• [Problem details]: Copy out the records in full, word for word, without pictures.

• [Provided material]:
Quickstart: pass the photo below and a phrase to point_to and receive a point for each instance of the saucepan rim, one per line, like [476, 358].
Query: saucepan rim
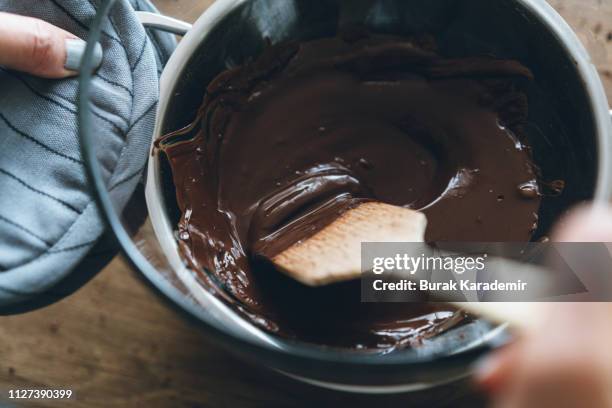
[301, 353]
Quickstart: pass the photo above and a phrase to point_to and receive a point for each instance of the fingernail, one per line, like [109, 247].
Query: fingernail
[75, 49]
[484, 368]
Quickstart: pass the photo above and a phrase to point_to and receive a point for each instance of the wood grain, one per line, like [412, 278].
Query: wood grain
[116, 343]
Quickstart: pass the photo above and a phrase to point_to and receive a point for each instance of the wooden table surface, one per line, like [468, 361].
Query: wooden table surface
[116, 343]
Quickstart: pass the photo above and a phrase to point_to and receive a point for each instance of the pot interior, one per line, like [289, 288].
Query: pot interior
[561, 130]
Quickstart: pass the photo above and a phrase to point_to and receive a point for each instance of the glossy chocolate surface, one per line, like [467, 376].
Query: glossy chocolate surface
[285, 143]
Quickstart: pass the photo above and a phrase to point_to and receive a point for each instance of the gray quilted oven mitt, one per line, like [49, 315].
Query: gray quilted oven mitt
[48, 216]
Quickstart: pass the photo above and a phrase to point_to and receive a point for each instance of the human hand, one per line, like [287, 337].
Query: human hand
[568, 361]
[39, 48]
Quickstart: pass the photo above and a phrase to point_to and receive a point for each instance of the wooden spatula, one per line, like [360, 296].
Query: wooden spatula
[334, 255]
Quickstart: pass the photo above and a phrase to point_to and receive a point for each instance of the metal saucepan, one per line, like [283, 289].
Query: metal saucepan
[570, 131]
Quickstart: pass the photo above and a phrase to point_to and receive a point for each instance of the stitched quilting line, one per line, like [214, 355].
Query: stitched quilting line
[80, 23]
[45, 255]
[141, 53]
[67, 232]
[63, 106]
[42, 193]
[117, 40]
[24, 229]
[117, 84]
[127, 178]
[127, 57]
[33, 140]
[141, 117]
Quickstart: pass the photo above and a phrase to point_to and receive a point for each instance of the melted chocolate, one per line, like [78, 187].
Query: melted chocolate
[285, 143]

• [Reply]:
Quickstart: pass the photo below and a phrase to point_to and receive a point for each instance of the saucepan rim, one per line, like [476, 358].
Query: saucepan rim
[301, 353]
Quickstart: pass the photo above and a phrase to point_to and receive a point for each instance of the fingernail, one per line, like [109, 247].
Query: fingernail
[75, 49]
[484, 368]
Quickstart: pass the photo above and a phrase to point_to and receive a point for each instance of the wood grain, one per line, like [412, 278].
Query: wood grain
[116, 343]
Quickstart: pass the photo above and a phrase to point_to and receive a point for each instance of the wooden table surface, one per line, like [468, 361].
Query: wooden table surface
[116, 343]
Quickstart: pass the photo above and a phrase to point_to and receive a point for each instance of the pot interior, one per line, like [289, 288].
Query: pot interior
[561, 130]
Quickstart: pass the photo above and a phrase to point_to and receive a point for each instance of the glossy chocolate surface, one per line, like [467, 376].
Query: glossy chocolate surface
[285, 143]
Quickstart: pass the photo above and a phrase to point_to and receive a point for each instance of the gray quilted oven mitt, one per line, like [49, 315].
Query: gray quilted oven mitt
[48, 216]
Quickstart: pass the photo above and a phrase to point_to and receive a point for each instance of the human hand, one per line, like [287, 337].
Query: human hand
[568, 361]
[39, 48]
Quickstart: pass the photo above and a phrase to point_to and receive a point for each instance of the wooden spatula, one per line, like [360, 296].
Query: wooden spatula
[334, 255]
Quickstart: pass the photo above and a phrase to point_to and receive a point for each instance of the metal saucepan, one per line, like [283, 289].
Query: metal saucepan
[570, 131]
Quickstart: pass the photo above and a phrase to point_to and receive a point for each instance of the stitched quilting line, one per line, like [214, 355].
Query: stitched quilting line
[80, 23]
[45, 255]
[141, 53]
[67, 232]
[63, 106]
[42, 193]
[117, 40]
[24, 229]
[117, 84]
[127, 178]
[127, 57]
[33, 140]
[141, 117]
Quickstart: pass the photo above and a phrase to point_to and receive a point for each instance of the melted chocolate, one per line, like [78, 187].
Query: melted chocolate
[285, 143]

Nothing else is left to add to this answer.